• What is required
Report how many lines in the data below contain the string "rear", with case counting, and give only that number.

• Record extracts
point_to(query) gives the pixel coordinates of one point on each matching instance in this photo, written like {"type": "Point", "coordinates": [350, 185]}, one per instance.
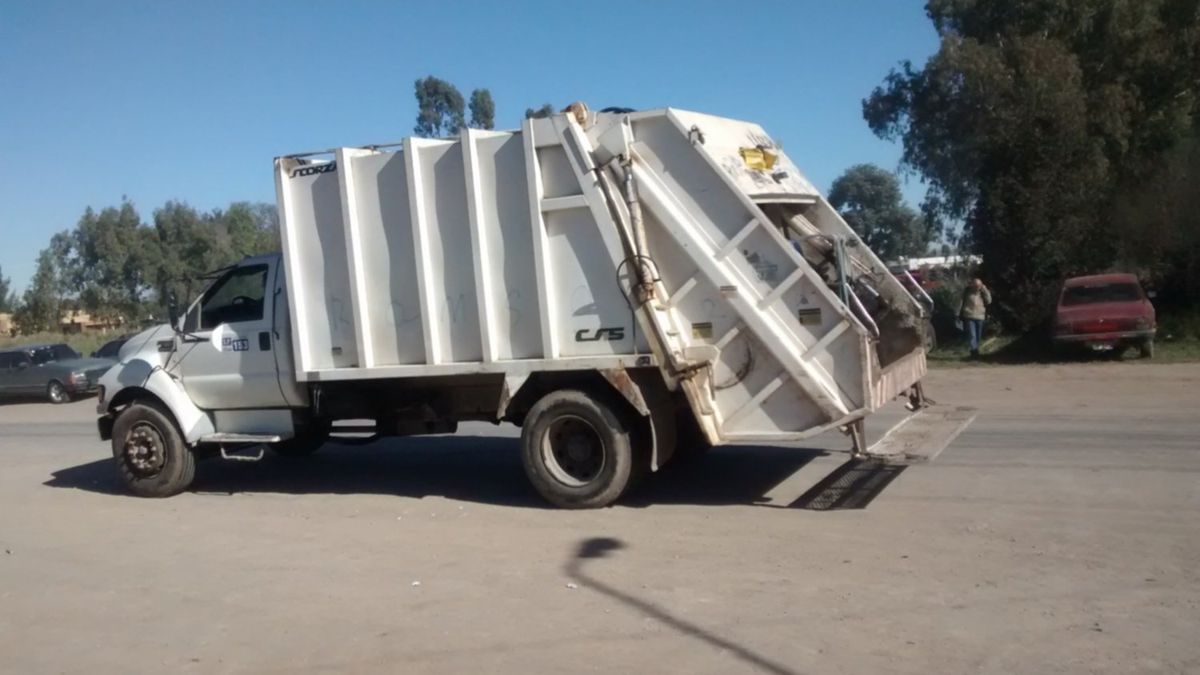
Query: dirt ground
{"type": "Point", "coordinates": [1059, 532]}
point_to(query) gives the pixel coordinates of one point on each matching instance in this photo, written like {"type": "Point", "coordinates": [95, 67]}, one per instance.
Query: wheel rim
{"type": "Point", "coordinates": [573, 452]}
{"type": "Point", "coordinates": [144, 451]}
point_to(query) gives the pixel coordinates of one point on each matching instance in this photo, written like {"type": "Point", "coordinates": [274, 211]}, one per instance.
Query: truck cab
{"type": "Point", "coordinates": [220, 374]}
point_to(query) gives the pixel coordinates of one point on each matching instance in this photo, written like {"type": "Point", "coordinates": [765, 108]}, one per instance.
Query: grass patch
{"type": "Point", "coordinates": [1030, 348]}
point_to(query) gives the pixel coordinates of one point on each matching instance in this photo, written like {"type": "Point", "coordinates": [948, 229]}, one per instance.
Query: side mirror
{"type": "Point", "coordinates": [173, 310]}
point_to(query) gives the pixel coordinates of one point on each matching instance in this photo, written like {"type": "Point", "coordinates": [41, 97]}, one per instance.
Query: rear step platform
{"type": "Point", "coordinates": [243, 437]}
{"type": "Point", "coordinates": [923, 435]}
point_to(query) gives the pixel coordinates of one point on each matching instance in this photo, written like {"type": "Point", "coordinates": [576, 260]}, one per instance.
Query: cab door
{"type": "Point", "coordinates": [227, 351]}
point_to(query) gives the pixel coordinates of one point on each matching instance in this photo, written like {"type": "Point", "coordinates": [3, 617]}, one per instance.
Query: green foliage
{"type": "Point", "coordinates": [439, 108]}
{"type": "Point", "coordinates": [869, 198]}
{"type": "Point", "coordinates": [105, 262]}
{"type": "Point", "coordinates": [114, 267]}
{"type": "Point", "coordinates": [483, 109]}
{"type": "Point", "coordinates": [7, 298]}
{"type": "Point", "coordinates": [545, 111]}
{"type": "Point", "coordinates": [41, 303]}
{"type": "Point", "coordinates": [1030, 121]}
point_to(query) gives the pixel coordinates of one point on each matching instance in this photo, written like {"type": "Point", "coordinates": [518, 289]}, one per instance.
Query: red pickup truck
{"type": "Point", "coordinates": [1105, 312]}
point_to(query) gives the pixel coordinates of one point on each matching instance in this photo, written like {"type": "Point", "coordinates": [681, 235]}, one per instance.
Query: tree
{"type": "Point", "coordinates": [869, 198]}
{"type": "Point", "coordinates": [483, 109]}
{"type": "Point", "coordinates": [191, 245]}
{"type": "Point", "coordinates": [106, 262]}
{"type": "Point", "coordinates": [40, 305]}
{"type": "Point", "coordinates": [7, 299]}
{"type": "Point", "coordinates": [1031, 121]}
{"type": "Point", "coordinates": [545, 111]}
{"type": "Point", "coordinates": [439, 108]}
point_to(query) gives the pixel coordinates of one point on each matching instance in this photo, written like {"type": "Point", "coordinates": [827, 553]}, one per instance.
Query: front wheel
{"type": "Point", "coordinates": [577, 449]}
{"type": "Point", "coordinates": [57, 393]}
{"type": "Point", "coordinates": [151, 457]}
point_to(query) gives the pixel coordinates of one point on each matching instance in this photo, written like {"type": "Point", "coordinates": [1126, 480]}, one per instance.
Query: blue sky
{"type": "Point", "coordinates": [165, 100]}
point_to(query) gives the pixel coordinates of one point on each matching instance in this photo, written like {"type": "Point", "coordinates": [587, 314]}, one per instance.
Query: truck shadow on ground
{"type": "Point", "coordinates": [474, 469]}
{"type": "Point", "coordinates": [604, 547]}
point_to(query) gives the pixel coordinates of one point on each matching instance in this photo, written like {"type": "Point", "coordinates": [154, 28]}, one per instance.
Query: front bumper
{"type": "Point", "coordinates": [1104, 338]}
{"type": "Point", "coordinates": [105, 426]}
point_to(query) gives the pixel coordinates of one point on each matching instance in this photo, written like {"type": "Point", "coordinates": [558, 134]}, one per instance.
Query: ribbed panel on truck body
{"type": "Point", "coordinates": [501, 252]}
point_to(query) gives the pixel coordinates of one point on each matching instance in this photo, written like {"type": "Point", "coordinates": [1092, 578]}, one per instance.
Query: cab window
{"type": "Point", "coordinates": [234, 298]}
{"type": "Point", "coordinates": [45, 354]}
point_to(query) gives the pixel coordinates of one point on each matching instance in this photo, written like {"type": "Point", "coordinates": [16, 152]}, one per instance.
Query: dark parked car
{"type": "Point", "coordinates": [1105, 312]}
{"type": "Point", "coordinates": [55, 371]}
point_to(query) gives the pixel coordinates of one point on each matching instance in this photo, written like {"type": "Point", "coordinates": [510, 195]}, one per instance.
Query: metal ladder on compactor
{"type": "Point", "coordinates": [622, 191]}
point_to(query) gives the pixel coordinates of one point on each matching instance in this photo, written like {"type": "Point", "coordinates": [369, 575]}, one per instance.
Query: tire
{"type": "Point", "coordinates": [1147, 348]}
{"type": "Point", "coordinates": [577, 449]}
{"type": "Point", "coordinates": [151, 457]}
{"type": "Point", "coordinates": [57, 393]}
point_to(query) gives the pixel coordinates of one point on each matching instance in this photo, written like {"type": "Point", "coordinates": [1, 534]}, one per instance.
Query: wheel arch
{"type": "Point", "coordinates": [159, 387]}
{"type": "Point", "coordinates": [640, 393]}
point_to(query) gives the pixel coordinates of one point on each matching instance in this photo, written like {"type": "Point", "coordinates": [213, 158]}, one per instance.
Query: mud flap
{"type": "Point", "coordinates": [923, 435]}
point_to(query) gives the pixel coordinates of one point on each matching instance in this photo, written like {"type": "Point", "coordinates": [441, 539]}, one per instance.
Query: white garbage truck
{"type": "Point", "coordinates": [624, 286]}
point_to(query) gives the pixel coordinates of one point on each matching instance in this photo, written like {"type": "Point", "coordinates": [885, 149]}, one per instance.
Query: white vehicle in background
{"type": "Point", "coordinates": [623, 286]}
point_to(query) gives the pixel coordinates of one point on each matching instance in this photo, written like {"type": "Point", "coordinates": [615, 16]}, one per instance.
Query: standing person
{"type": "Point", "coordinates": [976, 298]}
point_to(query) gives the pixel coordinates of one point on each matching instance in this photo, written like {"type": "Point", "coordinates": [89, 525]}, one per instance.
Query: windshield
{"type": "Point", "coordinates": [43, 354]}
{"type": "Point", "coordinates": [1123, 292]}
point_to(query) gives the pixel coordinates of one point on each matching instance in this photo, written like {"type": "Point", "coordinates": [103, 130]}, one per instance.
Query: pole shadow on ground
{"type": "Point", "coordinates": [478, 469]}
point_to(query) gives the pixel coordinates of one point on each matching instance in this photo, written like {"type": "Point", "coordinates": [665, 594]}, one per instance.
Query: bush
{"type": "Point", "coordinates": [947, 298]}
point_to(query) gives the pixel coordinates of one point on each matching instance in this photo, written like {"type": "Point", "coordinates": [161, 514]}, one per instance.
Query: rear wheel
{"type": "Point", "coordinates": [577, 449]}
{"type": "Point", "coordinates": [151, 457]}
{"type": "Point", "coordinates": [57, 393]}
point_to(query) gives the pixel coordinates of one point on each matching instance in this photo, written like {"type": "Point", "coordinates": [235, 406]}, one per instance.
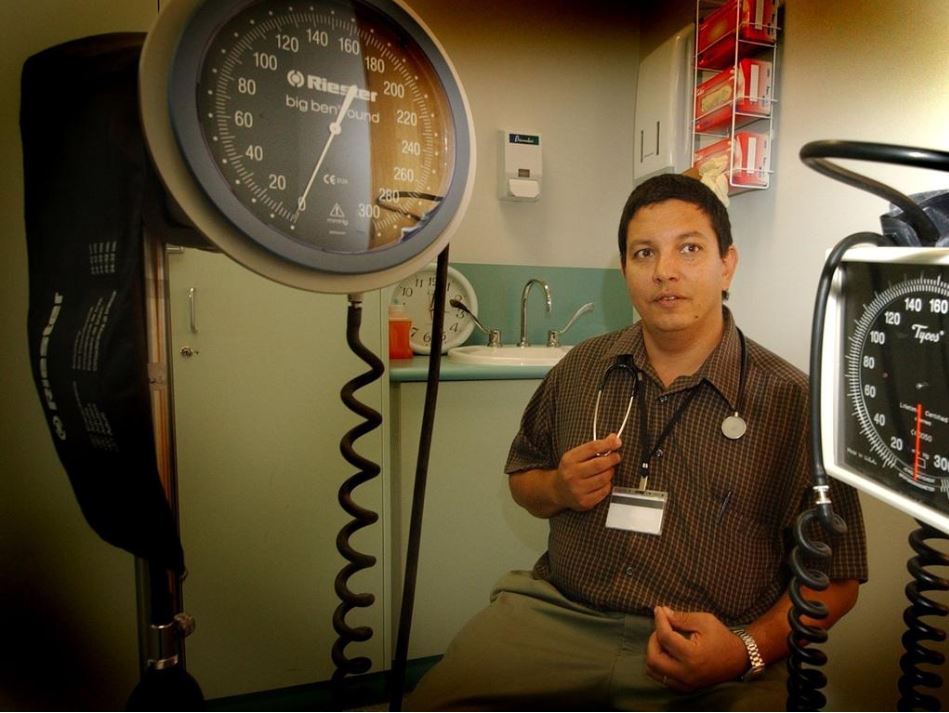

• Reply to the task
2